-- begin --
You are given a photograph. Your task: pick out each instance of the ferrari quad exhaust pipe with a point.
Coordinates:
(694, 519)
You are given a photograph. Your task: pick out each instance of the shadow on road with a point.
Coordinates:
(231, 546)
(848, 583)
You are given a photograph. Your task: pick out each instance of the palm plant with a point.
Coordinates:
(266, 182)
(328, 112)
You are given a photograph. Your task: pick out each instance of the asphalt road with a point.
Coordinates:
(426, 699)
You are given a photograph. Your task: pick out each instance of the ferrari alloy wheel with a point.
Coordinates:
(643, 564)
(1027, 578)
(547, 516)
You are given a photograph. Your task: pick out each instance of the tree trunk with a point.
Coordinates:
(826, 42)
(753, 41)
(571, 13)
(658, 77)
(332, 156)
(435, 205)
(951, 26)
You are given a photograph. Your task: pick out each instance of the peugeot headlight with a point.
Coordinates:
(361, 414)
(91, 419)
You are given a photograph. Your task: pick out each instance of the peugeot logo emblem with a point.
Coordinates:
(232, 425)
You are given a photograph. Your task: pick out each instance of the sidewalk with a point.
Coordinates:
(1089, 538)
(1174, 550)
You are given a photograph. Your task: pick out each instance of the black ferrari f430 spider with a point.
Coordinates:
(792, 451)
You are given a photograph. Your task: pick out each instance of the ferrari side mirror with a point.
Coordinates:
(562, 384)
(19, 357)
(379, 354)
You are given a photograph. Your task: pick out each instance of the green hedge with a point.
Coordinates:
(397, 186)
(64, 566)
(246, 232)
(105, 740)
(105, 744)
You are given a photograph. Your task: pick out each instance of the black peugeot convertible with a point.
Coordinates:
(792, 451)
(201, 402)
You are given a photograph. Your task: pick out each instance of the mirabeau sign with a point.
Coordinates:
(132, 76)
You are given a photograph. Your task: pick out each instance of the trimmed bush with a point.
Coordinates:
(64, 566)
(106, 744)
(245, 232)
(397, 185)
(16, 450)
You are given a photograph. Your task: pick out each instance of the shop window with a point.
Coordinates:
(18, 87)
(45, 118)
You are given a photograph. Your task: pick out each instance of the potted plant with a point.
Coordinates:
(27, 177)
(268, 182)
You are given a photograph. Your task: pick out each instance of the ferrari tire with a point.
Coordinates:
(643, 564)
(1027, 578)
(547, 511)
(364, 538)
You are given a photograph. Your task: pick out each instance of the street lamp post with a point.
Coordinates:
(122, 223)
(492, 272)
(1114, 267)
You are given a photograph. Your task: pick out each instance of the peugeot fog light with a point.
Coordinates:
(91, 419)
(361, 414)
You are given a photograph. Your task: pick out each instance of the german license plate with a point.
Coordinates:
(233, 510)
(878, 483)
-- end --
> _What you will do_
Copy all of the data. Keep every word exactly as it is.

> _Task result_
You are given a photograph. Your task: pick out each instance of the ferrari quad exhaust pipe with a point.
Coordinates:
(694, 519)
You are given a photograph. Your task: pick out each instance of the shadow on road with a point.
Coordinates:
(231, 546)
(848, 583)
You are given a photograph. Your task: pick out each instance of the palm plant with a point.
Coordinates:
(266, 182)
(328, 112)
You are given a photograph. Your task: pick out each instance of the asphalt road with a point.
Coordinates:
(426, 699)
You are given a photograph. Your task: pick out each instance of the ferrari alloy wheel with a point.
Coordinates:
(643, 564)
(1027, 578)
(547, 516)
You are given a photograph. Your task: pick out each instance of the tree trunk with a point.
Coordinates:
(826, 42)
(753, 41)
(571, 13)
(658, 77)
(332, 156)
(435, 205)
(951, 26)
You are given a photograph. Your task: pick out each instance of the peugeot headlight with a point.
Coordinates:
(361, 414)
(91, 419)
You are given a photograph. Your task: pick out each instance of the peugeot logo emblem with a point.
Coordinates:
(232, 425)
You are given a photograph. Your task: pick out each instance of the sidewalk with a point.
Coordinates:
(1089, 538)
(1174, 550)
You are given a photograph. Your task: pick out each instance of the black ferrari f430 spider with a point.
Coordinates:
(792, 451)
You are given a photograph. Your task: pick out each instance of the ferrari side mirror with a point.
Coordinates:
(562, 384)
(19, 357)
(379, 354)
You are given a photograph. Your task: pick out each instance of the green hedge with a point.
Coordinates:
(397, 186)
(64, 566)
(246, 232)
(105, 740)
(105, 744)
You are given a photograph. Your task: pick out each instance of the black peugeot convertible with a point.
Coordinates:
(792, 451)
(201, 402)
You are given a photograph. Your task: pick out each instance of the mirabeau sign with a point.
Coordinates:
(132, 76)
You are given a photograph. Your task: pick out each instance of the trimmed bush with a point.
Coordinates:
(64, 566)
(106, 744)
(245, 232)
(397, 185)
(16, 450)
You are given a photograph. Your task: pick out each instance of the shop window with a point.
Coordinates:
(18, 87)
(45, 118)
You are given a photograph. Your task: pick out each instance of the potted plant with a point.
Coordinates:
(27, 177)
(268, 182)
You are given a photograph. Your task: pick out each instance of the ferrari tire with a point.
Coordinates:
(643, 564)
(1027, 578)
(547, 511)
(364, 538)
You are given a photograph. Your task: pick out each instance of the street lamp post with a point.
Coordinates:
(122, 223)
(492, 272)
(1114, 267)
You are given a photograph. Your task: pick out each instance of the peugeot fog light with a point.
Coordinates:
(91, 419)
(361, 414)
You are given a photograph. Your task: pick out each instance of the german license plate with a point.
Coordinates:
(233, 510)
(878, 483)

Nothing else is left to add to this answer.